------ INPUT

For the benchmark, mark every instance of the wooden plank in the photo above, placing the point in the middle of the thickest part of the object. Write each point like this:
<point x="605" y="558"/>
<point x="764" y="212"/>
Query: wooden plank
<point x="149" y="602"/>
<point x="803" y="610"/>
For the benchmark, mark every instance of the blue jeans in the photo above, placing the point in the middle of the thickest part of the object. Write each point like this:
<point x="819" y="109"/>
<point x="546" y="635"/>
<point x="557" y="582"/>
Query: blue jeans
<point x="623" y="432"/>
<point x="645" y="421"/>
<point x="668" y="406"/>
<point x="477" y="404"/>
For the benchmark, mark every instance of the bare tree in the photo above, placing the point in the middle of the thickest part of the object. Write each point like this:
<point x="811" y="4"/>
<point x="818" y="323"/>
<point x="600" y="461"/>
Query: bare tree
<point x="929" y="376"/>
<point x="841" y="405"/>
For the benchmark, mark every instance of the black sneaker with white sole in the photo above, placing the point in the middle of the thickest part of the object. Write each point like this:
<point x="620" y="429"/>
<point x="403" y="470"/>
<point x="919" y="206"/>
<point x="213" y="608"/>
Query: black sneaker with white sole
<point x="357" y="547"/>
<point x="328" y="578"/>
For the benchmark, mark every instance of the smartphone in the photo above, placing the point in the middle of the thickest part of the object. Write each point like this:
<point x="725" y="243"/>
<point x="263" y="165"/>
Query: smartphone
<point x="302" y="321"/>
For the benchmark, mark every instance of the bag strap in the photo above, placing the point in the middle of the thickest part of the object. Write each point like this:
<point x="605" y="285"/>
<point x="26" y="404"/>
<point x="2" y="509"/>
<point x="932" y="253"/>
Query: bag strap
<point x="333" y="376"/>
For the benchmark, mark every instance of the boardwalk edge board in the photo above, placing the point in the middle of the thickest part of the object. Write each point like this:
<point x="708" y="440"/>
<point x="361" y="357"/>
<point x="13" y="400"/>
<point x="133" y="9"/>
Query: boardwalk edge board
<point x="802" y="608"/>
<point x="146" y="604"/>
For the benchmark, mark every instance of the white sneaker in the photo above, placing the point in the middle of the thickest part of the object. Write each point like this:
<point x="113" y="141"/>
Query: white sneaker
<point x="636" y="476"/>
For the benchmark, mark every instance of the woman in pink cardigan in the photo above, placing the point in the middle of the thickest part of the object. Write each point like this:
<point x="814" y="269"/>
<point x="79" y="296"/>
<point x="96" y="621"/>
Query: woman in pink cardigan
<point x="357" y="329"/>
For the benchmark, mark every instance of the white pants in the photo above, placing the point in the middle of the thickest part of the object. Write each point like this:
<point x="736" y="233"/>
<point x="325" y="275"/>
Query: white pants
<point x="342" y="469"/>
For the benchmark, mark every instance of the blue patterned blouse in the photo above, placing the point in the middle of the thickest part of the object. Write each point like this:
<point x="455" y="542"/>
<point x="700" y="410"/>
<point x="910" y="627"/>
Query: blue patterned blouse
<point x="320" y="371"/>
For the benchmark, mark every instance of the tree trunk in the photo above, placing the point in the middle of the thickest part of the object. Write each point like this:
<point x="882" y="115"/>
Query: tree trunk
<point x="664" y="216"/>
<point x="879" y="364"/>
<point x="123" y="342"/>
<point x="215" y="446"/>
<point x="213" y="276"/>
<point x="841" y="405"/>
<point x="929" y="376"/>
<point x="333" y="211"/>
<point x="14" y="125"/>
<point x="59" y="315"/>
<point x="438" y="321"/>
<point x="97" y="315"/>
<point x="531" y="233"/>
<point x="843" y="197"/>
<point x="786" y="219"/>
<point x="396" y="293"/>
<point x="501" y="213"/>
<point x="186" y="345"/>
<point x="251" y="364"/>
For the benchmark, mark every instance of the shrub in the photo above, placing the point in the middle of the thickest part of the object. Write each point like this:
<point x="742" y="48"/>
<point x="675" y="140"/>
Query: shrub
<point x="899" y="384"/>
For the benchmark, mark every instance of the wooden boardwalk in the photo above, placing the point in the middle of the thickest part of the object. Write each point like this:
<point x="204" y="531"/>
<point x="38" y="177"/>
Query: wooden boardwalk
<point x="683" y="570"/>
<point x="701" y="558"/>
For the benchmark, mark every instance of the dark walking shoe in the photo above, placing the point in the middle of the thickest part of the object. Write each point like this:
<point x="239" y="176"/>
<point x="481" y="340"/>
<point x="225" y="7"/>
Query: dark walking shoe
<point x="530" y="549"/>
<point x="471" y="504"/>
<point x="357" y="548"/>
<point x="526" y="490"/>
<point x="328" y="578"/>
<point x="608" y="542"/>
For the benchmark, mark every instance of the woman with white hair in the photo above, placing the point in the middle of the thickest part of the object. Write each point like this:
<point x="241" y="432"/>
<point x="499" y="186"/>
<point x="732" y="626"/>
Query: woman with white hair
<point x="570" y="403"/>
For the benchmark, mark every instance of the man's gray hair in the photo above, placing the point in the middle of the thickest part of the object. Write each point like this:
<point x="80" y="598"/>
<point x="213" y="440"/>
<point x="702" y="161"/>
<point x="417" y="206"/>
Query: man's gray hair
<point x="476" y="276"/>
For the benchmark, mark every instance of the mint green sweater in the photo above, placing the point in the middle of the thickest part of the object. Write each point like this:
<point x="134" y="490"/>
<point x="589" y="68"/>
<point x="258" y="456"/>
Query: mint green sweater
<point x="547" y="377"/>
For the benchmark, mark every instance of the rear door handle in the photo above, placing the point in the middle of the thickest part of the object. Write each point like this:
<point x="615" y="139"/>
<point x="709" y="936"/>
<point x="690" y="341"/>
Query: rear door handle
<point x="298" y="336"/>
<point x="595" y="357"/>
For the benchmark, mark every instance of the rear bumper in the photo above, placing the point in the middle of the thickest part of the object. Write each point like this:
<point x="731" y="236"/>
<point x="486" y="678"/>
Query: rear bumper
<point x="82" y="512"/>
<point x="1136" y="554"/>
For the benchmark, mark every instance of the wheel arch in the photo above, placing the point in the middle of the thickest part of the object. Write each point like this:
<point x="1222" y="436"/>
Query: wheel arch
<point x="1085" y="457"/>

------------

* THE PROBLEM:
Exactly reproduce the material above.

* TASK RESPONSE:
For the benchmark, mark every instance of the wooden plank in the photo above, placing the point in the middle of the thickest part of the object. Write each point like this:
<point x="605" y="558"/>
<point x="764" y="212"/>
Query: wooden plank
<point x="149" y="602"/>
<point x="803" y="610"/>
For the benchmark, mark every instance of the blue jeans in the photo above, placing the point in the middle of the thickest part of the object. Write each point like this:
<point x="819" y="109"/>
<point x="546" y="635"/>
<point x="557" y="582"/>
Query: blue jeans
<point x="623" y="432"/>
<point x="645" y="421"/>
<point x="668" y="406"/>
<point x="477" y="404"/>
For the benchmark, mark every instance of the bare tree in the photo above, placing the point in the middle of the thickest part of the object. Write each point like this:
<point x="811" y="4"/>
<point x="818" y="323"/>
<point x="600" y="461"/>
Query: bare tree
<point x="929" y="376"/>
<point x="841" y="405"/>
For the benchmark, mark every instance of the black sneaker with white sole in the photo above, placing the point in the middle of the thickest part of the object. Write each point like this:
<point x="620" y="429"/>
<point x="403" y="470"/>
<point x="919" y="206"/>
<point x="213" y="608"/>
Query: black sneaker with white sole
<point x="357" y="547"/>
<point x="328" y="578"/>
For the benchmark, mark every instance of the smartphone in the photo above, placing the point in the middle of the thickest part of the object. Write each point like this:
<point x="725" y="243"/>
<point x="263" y="165"/>
Query: smartphone
<point x="302" y="321"/>
For the benchmark, mark every instance of the bag strap in the photo above, placing the point in the middle of the thickest part of the object. Write each point like this:
<point x="605" y="285"/>
<point x="26" y="404"/>
<point x="2" y="509"/>
<point x="932" y="253"/>
Query: bag strap
<point x="333" y="376"/>
For the benchmark, mark every instance of the boardwalk edge board in the photo above, placing the point in the middle of the thickest part of the object. Write each point like this:
<point x="708" y="440"/>
<point x="361" y="357"/>
<point x="13" y="400"/>
<point x="133" y="9"/>
Query: boardwalk edge board
<point x="802" y="608"/>
<point x="146" y="604"/>
For the benchmark, mark every instance of the white sneaker in the photo above, placing the point in the middle of the thickest part of the object. Write each point like this:
<point x="113" y="141"/>
Query: white sneaker
<point x="636" y="476"/>
For the benchmark, mark every instance of the woman in pink cardigan in the photo above, placing the point in the middle of the thickest part of the object. Write each point like this:
<point x="814" y="269"/>
<point x="79" y="296"/>
<point x="96" y="621"/>
Query: woman in pink cardigan
<point x="357" y="329"/>
For the benchmark, mark every instance of the white pants in the photo above, placing the point in the middle of the thickest part of the object. Write each point like this:
<point x="736" y="233"/>
<point x="325" y="275"/>
Query: white pants
<point x="342" y="469"/>
For the benchmark, mark every instance of the blue patterned blouse in the photo above, placing the point in the middle of the thickest part of the object. Write each point like this:
<point x="455" y="542"/>
<point x="700" y="410"/>
<point x="910" y="627"/>
Query: blue patterned blouse
<point x="320" y="371"/>
For the benchmark, mark every instance of the tree trunk in the photo above, placing the point in the middle of the thickest part of the object. Write each point like this:
<point x="882" y="115"/>
Query: tree trunk
<point x="664" y="216"/>
<point x="879" y="364"/>
<point x="123" y="342"/>
<point x="215" y="446"/>
<point x="213" y="276"/>
<point x="841" y="405"/>
<point x="929" y="376"/>
<point x="333" y="211"/>
<point x="14" y="125"/>
<point x="59" y="315"/>
<point x="438" y="321"/>
<point x="97" y="315"/>
<point x="531" y="233"/>
<point x="843" y="197"/>
<point x="786" y="219"/>
<point x="396" y="293"/>
<point x="501" y="213"/>
<point x="186" y="345"/>
<point x="251" y="364"/>
For the benchmark, mark every instance of the shrub in the photo above, placing the point in the middle of the thickest part of the object. Write each point like this:
<point x="742" y="48"/>
<point x="675" y="140"/>
Query: shrub
<point x="899" y="384"/>
For the benchmark, mark every instance of the wooden boardwalk in the photo above, placing the point in the middle of the thickest part of the object. Write each point like this:
<point x="204" y="531"/>
<point x="38" y="177"/>
Query: wooden boardwalk
<point x="683" y="570"/>
<point x="701" y="558"/>
For the benchmark, mark every instance of the dark walking shoe in the photo above, placing the point in the middle of the thickest part of the object. Write each point like this:
<point x="239" y="176"/>
<point x="481" y="340"/>
<point x="225" y="7"/>
Query: dark walking shoe
<point x="530" y="549"/>
<point x="471" y="504"/>
<point x="357" y="548"/>
<point x="526" y="490"/>
<point x="328" y="578"/>
<point x="608" y="542"/>
For the benchmark, mark every instance of the woman with white hair in the photo above, placing the point in the middle of the thickest part of the object. Write each point like this:
<point x="241" y="432"/>
<point x="499" y="186"/>
<point x="732" y="626"/>
Query: woman with white hair
<point x="570" y="403"/>
For the benchmark, mark every instance of the man's gray hair in the photo above, placing the point in the middle of the thickest part of the object. Write each point like this:
<point x="80" y="598"/>
<point x="213" y="440"/>
<point x="702" y="161"/>
<point x="417" y="206"/>
Query: man's gray hair
<point x="476" y="276"/>
For the benchmark, mark every instance of the mint green sweater in the photo above, placing the point in the middle of the thickest part of the object. Write each point like this:
<point x="134" y="490"/>
<point x="589" y="68"/>
<point x="258" y="456"/>
Query: mint green sweater
<point x="547" y="377"/>
For the benchmark, mark every instance of the rear door handle in the photo above, placing the point in the middle of the thickest part of the object. Write each point like this:
<point x="615" y="139"/>
<point x="709" y="936"/>
<point x="690" y="341"/>
Query: rear door handle
<point x="298" y="336"/>
<point x="595" y="357"/>
For the benchmark, mark every instance of the rear bumper in the photo above, placing the point in the middle of the thickest part of the object. Write each point like this:
<point x="731" y="236"/>
<point x="486" y="678"/>
Query: rear bumper
<point x="82" y="512"/>
<point x="1136" y="554"/>
For the benchmark, mark every instance of the wheel arch in the photo above, placing the point in the middle of the thickest part of the object. Write each point like this:
<point x="1222" y="436"/>
Query: wheel arch
<point x="1085" y="457"/>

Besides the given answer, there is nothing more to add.